» Text extract

# # # #

Weird Kid survived, left school and home as soon as possible, learned some nasty martial arts, met others like him & continued to construct his personality out of bits from here and there. Eventually, there came a point where I sussed that I was far from being the only person who did so – or, rather, not the only person who would admit it.

(Most of us do it unconsciously, by osmosis – picking up social cues and tells from others. Many simply become mental clones of their parents’ beliefs and attitudes with very little variation – and people like that really don’t understand or condone people like me.)

I had defined my personality, my character, for myself – as it were. But that was just the start of the process. When I began meeting others who’d done pretty much the same, in the SF fan culture, I found my first true friends. (Even messed-up loners need a few friends.) The things that drew us together were Fan things – cons, pubmeets, zine-making… but in the midst of all this was the pleasure of finding the crossover between various factions – how many in the fan community were also into magic or kinky sex or tabletop RPGs. All of those have that roleplay thing in common – its universally found in those realms. We find the bits that work for us & abide by them. We rehearse them in a relatively safe space – be it a gaming table, a BDSM scene or a convention. And both our personality and our spirituality develop out of those rehearsals.

One of the biggest criticisms of this kind of approach to personal spirituality is that it’s ‘pick n mix’. It’s not always – sometimes a movie or music or film or movement really seems to pick us. And the right ones speak to us deep in our souls, like members of the faiths we rejected say their god speaks to them.

# # # #

» Entries supplied
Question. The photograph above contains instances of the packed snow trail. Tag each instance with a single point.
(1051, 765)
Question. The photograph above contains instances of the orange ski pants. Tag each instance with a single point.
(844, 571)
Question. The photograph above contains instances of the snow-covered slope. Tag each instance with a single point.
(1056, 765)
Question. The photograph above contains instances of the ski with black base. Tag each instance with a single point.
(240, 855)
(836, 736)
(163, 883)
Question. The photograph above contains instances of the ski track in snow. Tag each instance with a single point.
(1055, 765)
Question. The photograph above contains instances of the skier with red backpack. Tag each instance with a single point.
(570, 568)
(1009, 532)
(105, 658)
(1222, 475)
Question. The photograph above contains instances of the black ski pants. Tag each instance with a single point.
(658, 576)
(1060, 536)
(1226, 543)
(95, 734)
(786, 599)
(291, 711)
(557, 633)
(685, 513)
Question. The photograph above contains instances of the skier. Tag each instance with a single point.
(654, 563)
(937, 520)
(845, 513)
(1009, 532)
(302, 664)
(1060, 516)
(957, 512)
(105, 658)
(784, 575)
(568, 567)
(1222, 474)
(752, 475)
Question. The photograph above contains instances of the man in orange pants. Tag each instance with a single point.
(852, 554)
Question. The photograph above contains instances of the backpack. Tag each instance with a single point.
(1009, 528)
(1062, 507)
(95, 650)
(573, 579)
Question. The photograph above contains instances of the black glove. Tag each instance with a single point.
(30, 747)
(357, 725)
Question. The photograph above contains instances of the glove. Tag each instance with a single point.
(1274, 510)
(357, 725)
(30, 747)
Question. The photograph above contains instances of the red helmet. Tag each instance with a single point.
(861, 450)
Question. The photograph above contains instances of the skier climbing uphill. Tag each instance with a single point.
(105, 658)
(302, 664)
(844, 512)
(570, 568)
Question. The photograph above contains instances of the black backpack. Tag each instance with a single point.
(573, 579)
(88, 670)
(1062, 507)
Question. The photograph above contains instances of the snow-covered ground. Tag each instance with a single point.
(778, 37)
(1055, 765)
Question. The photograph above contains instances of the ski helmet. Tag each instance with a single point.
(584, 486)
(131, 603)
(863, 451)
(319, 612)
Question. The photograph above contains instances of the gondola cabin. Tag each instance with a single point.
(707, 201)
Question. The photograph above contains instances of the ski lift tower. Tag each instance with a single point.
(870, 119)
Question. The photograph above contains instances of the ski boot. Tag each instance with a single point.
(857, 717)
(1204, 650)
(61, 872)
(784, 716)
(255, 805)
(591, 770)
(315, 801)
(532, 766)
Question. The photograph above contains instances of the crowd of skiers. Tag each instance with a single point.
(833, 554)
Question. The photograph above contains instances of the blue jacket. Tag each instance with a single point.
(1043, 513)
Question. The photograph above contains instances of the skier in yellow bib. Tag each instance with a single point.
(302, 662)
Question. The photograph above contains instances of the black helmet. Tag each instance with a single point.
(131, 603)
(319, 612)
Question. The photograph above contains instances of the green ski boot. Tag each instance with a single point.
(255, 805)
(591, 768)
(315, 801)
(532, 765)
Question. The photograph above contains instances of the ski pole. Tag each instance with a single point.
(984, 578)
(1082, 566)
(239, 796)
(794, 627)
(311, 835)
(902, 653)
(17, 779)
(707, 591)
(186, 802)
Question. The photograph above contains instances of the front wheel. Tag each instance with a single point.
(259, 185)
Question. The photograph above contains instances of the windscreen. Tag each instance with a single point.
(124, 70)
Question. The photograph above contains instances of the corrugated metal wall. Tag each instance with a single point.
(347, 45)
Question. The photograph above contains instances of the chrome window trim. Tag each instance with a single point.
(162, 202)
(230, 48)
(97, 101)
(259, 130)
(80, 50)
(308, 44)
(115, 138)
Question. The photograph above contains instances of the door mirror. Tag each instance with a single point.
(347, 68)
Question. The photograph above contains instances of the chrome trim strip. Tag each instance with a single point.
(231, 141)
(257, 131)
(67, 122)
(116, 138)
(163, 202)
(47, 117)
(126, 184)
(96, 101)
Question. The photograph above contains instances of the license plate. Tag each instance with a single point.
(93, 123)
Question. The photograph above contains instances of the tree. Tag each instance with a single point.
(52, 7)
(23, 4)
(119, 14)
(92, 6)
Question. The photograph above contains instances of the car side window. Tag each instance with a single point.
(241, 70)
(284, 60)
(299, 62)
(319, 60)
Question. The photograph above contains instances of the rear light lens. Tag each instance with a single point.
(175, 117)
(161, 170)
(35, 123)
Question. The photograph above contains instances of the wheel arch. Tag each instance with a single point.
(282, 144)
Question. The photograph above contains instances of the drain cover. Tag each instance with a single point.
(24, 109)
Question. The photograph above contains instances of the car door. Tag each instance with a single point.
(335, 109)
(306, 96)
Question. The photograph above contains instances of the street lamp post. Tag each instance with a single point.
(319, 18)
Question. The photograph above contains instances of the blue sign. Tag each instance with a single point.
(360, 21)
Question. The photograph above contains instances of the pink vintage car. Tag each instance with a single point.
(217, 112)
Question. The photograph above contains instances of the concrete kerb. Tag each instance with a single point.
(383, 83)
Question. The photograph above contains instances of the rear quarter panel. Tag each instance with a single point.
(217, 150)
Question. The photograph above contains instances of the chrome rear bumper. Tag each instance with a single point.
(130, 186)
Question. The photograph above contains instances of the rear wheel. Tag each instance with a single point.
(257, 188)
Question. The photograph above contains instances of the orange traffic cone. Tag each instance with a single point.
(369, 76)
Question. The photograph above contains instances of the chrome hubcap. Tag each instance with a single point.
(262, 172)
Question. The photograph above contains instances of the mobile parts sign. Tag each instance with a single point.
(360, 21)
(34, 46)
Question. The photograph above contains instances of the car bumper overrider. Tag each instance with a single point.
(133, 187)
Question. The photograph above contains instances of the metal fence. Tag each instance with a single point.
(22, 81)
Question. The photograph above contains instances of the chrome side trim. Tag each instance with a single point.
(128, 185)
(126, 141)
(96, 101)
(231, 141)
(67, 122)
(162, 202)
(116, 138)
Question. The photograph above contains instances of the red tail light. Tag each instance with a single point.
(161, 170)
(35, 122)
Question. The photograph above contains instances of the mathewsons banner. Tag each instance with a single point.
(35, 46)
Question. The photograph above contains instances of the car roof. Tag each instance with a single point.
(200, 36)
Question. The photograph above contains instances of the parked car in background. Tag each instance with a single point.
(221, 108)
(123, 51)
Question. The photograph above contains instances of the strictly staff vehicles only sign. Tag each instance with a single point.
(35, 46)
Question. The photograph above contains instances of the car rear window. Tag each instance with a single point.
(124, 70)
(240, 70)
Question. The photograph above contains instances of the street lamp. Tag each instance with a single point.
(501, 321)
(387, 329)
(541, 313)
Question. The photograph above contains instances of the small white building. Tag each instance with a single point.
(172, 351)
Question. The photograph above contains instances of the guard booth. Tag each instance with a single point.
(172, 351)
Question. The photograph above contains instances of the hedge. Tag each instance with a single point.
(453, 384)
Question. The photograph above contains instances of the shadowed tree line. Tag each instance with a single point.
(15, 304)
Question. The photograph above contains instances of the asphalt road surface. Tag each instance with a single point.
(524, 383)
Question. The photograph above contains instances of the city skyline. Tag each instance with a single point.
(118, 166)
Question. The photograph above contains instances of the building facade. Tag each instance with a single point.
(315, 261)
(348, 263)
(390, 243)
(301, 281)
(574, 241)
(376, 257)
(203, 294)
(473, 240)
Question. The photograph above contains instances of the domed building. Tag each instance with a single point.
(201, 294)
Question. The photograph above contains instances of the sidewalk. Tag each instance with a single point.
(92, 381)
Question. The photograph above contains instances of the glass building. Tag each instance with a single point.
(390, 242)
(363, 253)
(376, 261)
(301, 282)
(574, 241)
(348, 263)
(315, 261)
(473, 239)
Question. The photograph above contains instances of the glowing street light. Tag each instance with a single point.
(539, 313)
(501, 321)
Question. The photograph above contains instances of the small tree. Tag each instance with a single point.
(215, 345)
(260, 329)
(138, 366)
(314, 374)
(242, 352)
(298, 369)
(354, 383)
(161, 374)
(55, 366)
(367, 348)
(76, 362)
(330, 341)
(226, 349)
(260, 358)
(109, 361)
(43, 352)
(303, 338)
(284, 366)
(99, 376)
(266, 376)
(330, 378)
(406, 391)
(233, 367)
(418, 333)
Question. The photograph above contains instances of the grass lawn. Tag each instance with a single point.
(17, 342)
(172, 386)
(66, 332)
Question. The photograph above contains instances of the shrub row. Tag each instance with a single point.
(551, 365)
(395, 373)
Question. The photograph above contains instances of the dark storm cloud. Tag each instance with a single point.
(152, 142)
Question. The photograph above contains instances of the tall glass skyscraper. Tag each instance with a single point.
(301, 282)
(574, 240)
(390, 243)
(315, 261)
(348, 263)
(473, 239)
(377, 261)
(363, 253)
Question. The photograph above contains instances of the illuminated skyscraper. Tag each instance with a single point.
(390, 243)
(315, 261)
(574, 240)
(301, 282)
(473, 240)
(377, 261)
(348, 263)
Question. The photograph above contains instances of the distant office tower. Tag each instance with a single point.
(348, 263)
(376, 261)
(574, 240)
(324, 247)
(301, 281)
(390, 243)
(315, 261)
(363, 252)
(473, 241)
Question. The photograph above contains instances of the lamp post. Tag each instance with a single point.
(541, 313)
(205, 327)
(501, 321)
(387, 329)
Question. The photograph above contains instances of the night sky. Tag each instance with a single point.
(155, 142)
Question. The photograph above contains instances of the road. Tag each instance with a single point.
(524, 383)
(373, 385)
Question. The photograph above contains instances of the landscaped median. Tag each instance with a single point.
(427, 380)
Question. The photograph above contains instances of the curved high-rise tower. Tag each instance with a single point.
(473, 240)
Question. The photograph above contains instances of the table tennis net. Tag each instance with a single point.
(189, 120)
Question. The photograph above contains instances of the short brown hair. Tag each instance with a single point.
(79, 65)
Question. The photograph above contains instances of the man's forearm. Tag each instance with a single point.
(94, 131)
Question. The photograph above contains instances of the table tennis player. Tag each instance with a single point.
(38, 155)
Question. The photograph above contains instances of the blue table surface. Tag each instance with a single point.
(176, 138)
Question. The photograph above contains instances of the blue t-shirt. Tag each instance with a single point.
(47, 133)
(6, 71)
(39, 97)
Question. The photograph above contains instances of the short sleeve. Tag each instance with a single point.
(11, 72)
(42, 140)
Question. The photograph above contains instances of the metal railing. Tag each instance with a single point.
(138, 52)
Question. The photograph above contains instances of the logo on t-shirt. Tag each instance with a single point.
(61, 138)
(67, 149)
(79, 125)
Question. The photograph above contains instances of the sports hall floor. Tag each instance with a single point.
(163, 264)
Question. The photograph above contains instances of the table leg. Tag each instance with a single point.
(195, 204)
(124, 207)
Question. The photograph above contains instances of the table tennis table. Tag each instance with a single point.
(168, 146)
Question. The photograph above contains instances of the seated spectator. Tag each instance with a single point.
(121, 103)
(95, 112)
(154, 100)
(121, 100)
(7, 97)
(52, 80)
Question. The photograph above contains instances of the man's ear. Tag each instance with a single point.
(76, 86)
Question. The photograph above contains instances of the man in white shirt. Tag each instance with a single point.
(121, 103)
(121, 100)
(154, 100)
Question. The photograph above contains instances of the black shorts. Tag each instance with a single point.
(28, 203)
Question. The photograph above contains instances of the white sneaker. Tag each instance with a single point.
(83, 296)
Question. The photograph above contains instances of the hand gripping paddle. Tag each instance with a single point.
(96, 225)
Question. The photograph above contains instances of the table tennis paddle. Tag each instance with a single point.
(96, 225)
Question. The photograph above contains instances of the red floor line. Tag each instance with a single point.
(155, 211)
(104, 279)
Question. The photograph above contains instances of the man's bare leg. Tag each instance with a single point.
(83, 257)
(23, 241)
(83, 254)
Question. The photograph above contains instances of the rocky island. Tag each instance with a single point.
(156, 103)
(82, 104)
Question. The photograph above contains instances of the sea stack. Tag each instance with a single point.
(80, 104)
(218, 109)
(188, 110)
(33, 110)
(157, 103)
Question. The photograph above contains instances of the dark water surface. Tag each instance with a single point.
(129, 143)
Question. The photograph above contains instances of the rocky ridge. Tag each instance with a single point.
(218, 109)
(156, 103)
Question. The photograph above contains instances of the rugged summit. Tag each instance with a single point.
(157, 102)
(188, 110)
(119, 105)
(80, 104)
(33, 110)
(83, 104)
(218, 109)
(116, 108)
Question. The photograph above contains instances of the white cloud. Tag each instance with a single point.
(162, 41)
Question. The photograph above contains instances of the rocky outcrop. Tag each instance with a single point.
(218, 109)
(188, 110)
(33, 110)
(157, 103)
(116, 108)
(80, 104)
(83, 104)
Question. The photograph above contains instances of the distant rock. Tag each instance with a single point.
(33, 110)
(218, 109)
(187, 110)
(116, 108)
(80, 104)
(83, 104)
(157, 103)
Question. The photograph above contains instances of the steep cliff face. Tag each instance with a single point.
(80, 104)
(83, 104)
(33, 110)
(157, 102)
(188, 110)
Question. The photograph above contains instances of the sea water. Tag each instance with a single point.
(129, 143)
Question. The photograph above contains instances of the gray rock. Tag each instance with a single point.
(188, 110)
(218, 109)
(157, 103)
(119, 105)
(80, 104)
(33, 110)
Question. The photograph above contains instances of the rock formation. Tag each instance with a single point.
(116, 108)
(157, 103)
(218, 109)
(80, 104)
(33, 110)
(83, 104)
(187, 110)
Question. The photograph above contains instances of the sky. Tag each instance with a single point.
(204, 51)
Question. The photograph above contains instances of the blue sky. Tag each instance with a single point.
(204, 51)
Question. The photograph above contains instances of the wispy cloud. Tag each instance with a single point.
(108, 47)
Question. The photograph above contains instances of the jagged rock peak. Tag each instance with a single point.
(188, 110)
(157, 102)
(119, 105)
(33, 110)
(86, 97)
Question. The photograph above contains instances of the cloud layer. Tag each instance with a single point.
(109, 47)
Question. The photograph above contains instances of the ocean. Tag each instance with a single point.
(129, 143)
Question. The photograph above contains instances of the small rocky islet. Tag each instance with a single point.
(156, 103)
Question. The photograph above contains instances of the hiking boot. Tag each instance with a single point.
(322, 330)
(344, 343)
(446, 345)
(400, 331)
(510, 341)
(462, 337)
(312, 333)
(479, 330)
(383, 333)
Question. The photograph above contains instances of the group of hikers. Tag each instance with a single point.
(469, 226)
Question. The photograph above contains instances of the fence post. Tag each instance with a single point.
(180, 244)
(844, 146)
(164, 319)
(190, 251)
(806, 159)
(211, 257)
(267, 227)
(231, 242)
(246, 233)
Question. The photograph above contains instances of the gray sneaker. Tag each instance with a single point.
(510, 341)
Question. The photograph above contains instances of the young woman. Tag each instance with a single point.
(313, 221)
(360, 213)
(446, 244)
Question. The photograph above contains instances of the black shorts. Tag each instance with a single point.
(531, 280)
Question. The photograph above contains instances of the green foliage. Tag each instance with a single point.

# # # #

» Set tasks
• A. In the records, duplicate the part that opens with the line containing "the orange ski" and closes with the line containing "(1056, 765)", keeping both of those lines.
• B. Go on with the essay about fandom, roleplay, and personal spirituality, beginning right after its final sentence.
The text and the records have different sources.

» Set of answers
• A.
Question. The photograph above contains instances of the orange ski pants. Tag each instance with a single point.
(844, 571)
Question. The photograph above contains instances of the snow-covered slope. Tag each instance with a single point.
(1056, 765)

• B.
The big difference is that, unlike those with a received belief system, we can speak back to those parts of ourselves: game them, field-test them, befriend them; get the various bits to blend into, or share, mindspace. (At best… have them not squabble constantly, at worst. Well, worst this side of either monomania for whichever model you’ve developed… or simple raving psychosis, often followed by fleeing to a fundamentalist belief. Or full-blown multiple-personality disorder…)

The modern world – at what point you start to date that from is a tricky question – is a place where many are actively avoiding the traditions of the past, especially those of their parents, faith and culture. The Postmodern model gives a certain flexibility in doing so. My path to alleged adulthood is one way to do it – there are others.

But why? Why bother with all this? Why not just accept given wisdom, time-tested ways and paths? The reason for not just blindly accepting the Old Ways is that those ways, the Grand Narratives, have shown themselves to be untrustworthy. Unworthy.

(The fact that many not only abide by these institutions but wish to make them more conservative, more hidebound & dogmatic, is sadly clear – and to me, it’s just as clearly a reaction akin to future shock… running away from the complex range of ideas available, wanting to be told a relatively reassuring Single Truth to follow.)

I think every generation produces kids who just don’t fit their immediate culture – my beloved Tribe of the Strange. I was a fairly extreme case, but not as extreme as some. Where else can kids like I was go to find authenticity, when the ‘authentic’ past paths are shown to be fake at worst, riddled with hypocrisy and venal bias at best?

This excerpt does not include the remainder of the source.